> _What needs to be done_
Using the data that follows, state the number of lines holding the word "parking", and give no other output.

-------

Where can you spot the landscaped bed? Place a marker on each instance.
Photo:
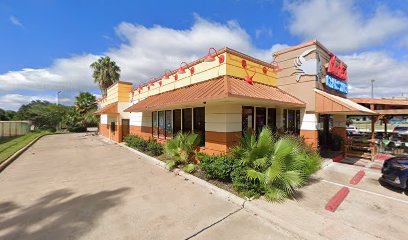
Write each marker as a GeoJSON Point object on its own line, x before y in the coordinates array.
{"type": "Point", "coordinates": [263, 165]}
{"type": "Point", "coordinates": [9, 146]}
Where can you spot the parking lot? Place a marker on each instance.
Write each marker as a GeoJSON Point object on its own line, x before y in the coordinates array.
{"type": "Point", "coordinates": [370, 211]}
{"type": "Point", "coordinates": [78, 187]}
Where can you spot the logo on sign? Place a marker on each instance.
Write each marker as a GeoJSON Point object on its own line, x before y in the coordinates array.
{"type": "Point", "coordinates": [335, 84]}
{"type": "Point", "coordinates": [338, 71]}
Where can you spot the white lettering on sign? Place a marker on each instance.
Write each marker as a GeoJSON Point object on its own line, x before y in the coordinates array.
{"type": "Point", "coordinates": [336, 84]}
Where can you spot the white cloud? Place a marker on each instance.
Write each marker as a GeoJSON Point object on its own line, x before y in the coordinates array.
{"type": "Point", "coordinates": [14, 101]}
{"type": "Point", "coordinates": [68, 74]}
{"type": "Point", "coordinates": [389, 74]}
{"type": "Point", "coordinates": [143, 54]}
{"type": "Point", "coordinates": [267, 32]}
{"type": "Point", "coordinates": [147, 52]}
{"type": "Point", "coordinates": [14, 20]}
{"type": "Point", "coordinates": [341, 26]}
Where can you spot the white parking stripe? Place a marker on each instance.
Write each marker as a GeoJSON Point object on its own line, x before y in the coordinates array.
{"type": "Point", "coordinates": [365, 191]}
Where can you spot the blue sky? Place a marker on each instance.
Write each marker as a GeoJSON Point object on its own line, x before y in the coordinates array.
{"type": "Point", "coordinates": [47, 45]}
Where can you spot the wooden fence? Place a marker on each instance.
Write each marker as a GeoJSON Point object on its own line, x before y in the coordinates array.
{"type": "Point", "coordinates": [14, 128]}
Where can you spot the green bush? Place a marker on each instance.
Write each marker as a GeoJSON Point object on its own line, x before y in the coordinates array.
{"type": "Point", "coordinates": [151, 146]}
{"type": "Point", "coordinates": [276, 167]}
{"type": "Point", "coordinates": [190, 168]}
{"type": "Point", "coordinates": [245, 186]}
{"type": "Point", "coordinates": [77, 129]}
{"type": "Point", "coordinates": [217, 167]}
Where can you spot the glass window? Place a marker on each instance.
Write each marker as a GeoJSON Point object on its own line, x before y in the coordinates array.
{"type": "Point", "coordinates": [199, 123]}
{"type": "Point", "coordinates": [169, 124]}
{"type": "Point", "coordinates": [297, 131]}
{"type": "Point", "coordinates": [187, 120]}
{"type": "Point", "coordinates": [272, 119]}
{"type": "Point", "coordinates": [176, 121]}
{"type": "Point", "coordinates": [247, 119]}
{"type": "Point", "coordinates": [260, 119]}
{"type": "Point", "coordinates": [162, 125]}
{"type": "Point", "coordinates": [155, 130]}
{"type": "Point", "coordinates": [291, 121]}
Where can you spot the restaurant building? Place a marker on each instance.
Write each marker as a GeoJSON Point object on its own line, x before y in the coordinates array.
{"type": "Point", "coordinates": [303, 91]}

-------

> _Response to the task_
2